* **EXERCISE AIM**
Copy out every line of the data, starting with the line containing "of the shadow" and going on through the line containing "[[417, 300], [144, 307]]", with 26 added to each coordinate value. Leave all other text on those lines unchanged.

* **INPUT DATA**
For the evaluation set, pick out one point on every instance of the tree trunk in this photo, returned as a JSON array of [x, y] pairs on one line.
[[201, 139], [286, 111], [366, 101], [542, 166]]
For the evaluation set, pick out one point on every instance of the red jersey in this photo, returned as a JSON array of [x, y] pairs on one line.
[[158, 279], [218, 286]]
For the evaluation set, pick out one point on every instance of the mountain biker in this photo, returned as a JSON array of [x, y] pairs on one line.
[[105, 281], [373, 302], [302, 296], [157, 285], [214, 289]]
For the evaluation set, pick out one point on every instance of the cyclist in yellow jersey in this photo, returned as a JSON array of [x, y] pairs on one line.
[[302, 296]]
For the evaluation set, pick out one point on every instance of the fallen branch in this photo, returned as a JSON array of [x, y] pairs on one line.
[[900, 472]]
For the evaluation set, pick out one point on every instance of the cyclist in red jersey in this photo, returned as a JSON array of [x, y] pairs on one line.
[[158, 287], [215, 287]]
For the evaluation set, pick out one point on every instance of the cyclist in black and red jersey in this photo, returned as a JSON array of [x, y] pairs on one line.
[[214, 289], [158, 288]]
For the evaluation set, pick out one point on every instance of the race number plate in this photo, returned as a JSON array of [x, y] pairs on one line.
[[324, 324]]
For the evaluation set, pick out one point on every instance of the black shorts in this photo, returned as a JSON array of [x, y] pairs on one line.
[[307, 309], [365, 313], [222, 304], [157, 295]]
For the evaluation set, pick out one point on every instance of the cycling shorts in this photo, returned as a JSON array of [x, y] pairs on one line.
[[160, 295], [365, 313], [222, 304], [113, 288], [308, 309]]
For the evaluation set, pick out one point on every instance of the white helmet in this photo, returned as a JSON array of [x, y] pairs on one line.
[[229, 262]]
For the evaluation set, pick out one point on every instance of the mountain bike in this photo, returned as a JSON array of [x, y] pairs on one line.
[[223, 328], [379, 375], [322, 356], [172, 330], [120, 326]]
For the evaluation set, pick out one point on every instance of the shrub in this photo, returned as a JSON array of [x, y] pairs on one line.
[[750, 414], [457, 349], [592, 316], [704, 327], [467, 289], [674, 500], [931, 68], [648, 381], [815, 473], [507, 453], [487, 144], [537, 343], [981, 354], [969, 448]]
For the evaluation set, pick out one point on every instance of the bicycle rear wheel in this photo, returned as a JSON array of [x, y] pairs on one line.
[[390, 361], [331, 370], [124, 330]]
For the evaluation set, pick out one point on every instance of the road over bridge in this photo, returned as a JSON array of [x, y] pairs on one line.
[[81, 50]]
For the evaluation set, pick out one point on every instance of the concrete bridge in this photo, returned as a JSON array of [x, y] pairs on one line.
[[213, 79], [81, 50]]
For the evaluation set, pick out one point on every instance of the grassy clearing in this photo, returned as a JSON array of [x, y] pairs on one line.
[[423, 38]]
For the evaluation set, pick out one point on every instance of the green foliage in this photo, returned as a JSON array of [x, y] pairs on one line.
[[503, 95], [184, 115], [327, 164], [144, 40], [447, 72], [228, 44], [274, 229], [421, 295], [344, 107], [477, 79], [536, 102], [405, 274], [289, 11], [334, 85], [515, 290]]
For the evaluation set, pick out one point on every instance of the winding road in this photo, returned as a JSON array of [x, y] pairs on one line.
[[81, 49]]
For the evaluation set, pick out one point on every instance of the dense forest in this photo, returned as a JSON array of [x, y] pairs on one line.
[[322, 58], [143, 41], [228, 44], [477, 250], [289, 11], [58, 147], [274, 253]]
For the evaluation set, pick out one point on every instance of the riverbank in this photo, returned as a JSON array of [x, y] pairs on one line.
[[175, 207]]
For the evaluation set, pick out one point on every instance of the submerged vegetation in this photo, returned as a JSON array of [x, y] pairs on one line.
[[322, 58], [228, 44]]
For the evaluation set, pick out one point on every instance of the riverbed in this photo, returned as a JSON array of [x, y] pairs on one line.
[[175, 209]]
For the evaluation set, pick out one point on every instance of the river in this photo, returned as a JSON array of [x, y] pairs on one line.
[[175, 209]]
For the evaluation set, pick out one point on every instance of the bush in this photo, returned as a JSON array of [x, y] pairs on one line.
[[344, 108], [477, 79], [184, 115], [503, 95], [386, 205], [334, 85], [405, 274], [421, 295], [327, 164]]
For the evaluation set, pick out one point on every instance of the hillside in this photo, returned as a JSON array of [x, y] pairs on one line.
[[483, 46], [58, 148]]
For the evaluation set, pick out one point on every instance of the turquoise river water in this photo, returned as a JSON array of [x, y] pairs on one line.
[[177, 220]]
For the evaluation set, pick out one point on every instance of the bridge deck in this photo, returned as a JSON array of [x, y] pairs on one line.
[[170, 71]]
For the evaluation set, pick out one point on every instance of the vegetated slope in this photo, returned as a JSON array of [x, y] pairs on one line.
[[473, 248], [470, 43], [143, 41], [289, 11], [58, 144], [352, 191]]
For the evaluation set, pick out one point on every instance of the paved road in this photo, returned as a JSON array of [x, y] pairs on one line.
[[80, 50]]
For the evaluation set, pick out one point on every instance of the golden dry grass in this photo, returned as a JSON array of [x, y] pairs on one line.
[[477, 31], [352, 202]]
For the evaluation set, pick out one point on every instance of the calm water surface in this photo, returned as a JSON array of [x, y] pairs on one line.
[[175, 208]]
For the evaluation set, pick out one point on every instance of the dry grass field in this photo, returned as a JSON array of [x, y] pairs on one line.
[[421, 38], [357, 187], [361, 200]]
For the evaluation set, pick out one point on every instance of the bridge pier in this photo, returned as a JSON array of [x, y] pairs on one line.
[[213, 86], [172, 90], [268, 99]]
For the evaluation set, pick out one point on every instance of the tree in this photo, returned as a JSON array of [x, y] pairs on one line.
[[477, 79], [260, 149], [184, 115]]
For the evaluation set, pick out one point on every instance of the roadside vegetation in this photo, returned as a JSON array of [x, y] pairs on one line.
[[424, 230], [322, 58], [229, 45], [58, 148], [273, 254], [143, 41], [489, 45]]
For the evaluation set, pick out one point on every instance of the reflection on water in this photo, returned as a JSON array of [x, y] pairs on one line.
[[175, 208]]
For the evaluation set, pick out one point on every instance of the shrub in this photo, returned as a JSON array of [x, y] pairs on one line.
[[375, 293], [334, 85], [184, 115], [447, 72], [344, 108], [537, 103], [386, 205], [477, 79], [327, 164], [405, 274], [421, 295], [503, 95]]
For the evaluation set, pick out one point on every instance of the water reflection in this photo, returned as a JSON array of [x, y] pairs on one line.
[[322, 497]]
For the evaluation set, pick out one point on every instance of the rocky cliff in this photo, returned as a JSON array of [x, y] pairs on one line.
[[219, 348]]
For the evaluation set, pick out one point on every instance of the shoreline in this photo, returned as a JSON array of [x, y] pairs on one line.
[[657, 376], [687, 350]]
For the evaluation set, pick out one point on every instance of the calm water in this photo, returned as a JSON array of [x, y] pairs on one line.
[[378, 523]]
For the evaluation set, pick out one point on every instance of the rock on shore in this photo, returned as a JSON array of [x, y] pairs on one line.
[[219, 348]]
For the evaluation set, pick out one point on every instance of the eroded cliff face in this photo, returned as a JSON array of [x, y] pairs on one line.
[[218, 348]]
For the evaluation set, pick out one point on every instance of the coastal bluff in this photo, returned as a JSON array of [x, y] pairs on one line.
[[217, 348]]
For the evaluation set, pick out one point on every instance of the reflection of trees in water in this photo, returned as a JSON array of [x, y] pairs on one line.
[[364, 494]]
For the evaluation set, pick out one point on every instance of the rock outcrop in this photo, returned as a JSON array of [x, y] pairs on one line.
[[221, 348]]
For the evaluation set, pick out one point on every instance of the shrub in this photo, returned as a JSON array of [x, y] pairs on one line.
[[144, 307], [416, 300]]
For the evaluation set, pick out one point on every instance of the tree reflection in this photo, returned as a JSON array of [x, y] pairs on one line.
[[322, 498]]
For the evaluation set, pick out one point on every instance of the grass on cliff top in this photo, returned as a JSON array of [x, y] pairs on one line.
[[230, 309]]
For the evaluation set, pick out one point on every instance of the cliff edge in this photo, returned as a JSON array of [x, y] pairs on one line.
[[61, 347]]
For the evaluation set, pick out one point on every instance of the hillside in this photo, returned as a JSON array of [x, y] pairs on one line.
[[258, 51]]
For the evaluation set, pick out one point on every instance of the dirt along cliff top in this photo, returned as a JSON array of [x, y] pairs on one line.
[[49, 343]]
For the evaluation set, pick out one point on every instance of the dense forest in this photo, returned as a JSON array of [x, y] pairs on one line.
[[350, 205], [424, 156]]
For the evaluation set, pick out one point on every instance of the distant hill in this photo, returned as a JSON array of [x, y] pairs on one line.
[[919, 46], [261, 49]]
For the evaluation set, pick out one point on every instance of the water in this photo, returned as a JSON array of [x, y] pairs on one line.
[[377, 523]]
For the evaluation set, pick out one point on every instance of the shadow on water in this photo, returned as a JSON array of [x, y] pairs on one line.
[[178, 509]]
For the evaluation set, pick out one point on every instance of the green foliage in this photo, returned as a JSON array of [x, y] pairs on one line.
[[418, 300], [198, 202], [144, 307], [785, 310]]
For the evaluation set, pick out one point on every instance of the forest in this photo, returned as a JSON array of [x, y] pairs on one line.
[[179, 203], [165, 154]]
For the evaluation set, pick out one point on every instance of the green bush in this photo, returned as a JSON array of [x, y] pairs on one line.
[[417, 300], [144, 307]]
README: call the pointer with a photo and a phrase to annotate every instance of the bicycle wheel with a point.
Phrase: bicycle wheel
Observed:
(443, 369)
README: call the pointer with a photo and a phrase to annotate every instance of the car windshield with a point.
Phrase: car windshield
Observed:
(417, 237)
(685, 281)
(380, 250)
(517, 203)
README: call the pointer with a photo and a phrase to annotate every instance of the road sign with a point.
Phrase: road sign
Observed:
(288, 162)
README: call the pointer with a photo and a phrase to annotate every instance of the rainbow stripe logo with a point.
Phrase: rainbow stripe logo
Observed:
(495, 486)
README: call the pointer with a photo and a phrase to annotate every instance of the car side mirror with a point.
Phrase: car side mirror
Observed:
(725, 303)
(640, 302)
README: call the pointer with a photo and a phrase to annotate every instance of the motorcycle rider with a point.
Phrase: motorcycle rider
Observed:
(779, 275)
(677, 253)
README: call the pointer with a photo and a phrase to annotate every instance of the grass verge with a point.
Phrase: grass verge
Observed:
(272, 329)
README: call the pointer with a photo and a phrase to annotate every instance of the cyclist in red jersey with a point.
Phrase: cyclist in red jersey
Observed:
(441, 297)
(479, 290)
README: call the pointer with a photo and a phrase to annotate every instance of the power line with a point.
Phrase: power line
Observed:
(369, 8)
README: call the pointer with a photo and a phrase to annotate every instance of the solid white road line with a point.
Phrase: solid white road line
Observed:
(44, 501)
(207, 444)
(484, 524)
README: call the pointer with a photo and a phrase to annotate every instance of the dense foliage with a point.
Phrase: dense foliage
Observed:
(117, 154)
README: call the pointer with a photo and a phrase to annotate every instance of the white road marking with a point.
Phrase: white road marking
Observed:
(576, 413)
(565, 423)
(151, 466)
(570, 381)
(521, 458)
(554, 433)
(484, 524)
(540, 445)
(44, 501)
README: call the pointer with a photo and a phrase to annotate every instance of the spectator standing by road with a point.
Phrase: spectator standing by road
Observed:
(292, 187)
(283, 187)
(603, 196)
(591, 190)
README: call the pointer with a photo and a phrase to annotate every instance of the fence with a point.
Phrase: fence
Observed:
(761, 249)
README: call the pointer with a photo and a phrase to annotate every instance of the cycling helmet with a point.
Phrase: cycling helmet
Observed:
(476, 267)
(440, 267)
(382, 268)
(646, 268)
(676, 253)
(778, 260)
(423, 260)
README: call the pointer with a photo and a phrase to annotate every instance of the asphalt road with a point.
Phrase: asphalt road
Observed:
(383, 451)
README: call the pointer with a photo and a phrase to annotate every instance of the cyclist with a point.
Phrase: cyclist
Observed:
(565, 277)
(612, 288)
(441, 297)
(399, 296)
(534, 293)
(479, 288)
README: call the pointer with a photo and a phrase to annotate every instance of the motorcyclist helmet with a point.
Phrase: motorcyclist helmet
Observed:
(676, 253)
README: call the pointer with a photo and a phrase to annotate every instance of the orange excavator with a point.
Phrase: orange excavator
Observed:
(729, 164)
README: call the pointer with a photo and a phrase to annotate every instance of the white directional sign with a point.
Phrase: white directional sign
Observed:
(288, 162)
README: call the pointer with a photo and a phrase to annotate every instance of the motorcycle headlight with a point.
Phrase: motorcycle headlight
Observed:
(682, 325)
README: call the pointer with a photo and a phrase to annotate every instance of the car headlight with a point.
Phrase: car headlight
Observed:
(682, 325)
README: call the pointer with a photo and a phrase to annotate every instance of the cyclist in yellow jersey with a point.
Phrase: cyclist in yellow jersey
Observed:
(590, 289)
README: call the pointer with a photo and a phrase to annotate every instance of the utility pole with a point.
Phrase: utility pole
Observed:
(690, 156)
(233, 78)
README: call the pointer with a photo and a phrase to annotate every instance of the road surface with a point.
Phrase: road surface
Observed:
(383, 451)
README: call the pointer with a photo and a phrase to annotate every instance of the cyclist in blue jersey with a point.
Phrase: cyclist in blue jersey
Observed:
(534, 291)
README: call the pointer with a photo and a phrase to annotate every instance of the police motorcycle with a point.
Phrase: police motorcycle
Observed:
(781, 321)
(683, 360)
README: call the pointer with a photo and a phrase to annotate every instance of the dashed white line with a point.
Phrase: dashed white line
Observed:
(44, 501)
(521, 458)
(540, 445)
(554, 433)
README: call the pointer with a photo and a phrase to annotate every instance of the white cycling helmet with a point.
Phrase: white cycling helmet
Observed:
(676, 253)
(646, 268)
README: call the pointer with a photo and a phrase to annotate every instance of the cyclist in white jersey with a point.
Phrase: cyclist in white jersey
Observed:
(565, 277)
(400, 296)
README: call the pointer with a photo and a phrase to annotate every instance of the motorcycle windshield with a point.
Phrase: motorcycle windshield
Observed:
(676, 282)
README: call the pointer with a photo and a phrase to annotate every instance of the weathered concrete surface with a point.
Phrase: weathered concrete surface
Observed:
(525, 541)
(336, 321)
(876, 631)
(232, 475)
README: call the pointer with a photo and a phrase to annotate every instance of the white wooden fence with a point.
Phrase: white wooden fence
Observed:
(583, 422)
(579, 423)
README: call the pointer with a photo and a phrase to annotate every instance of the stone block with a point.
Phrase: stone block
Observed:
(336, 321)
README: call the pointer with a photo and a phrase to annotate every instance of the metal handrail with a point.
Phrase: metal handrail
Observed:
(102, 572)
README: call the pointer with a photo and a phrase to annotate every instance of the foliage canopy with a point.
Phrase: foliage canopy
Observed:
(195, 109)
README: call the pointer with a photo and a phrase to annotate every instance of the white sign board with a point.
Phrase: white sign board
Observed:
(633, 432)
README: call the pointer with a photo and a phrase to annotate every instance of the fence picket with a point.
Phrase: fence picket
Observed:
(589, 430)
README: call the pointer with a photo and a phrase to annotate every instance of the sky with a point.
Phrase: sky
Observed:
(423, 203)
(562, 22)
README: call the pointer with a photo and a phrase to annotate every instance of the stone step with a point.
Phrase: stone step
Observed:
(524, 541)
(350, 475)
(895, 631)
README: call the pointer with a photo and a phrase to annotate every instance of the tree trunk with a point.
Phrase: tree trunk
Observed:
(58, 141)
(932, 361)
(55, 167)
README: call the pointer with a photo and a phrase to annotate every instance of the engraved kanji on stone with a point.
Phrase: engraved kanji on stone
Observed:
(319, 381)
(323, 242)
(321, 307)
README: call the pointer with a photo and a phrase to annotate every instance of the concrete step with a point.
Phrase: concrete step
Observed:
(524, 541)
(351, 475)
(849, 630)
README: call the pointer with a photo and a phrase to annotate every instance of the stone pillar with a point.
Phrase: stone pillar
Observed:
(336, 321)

* **ANSWER**
For the evaluation set, pick out one point on every instance of the shadow on water in this photo, returned as a JSON array of [x, y] pairs on one line.
[[204, 535]]
For the evaluation set, pick out one point on every instance of the green foliage in this photo, returned as a JSON array of [x, y] pairs on one line.
[[444, 326], [224, 228], [170, 333], [811, 336]]
For the evaluation set, pick out one point on every instance of the forest in this photo, returned as a JSON array of [x, y] pairs on one line.
[[205, 229], [191, 180]]
For the evaluation set, pick out one point on every instance of the green bush in this photo, returned as a JSON array of [x, y] pairs on one line.
[[443, 326], [170, 333]]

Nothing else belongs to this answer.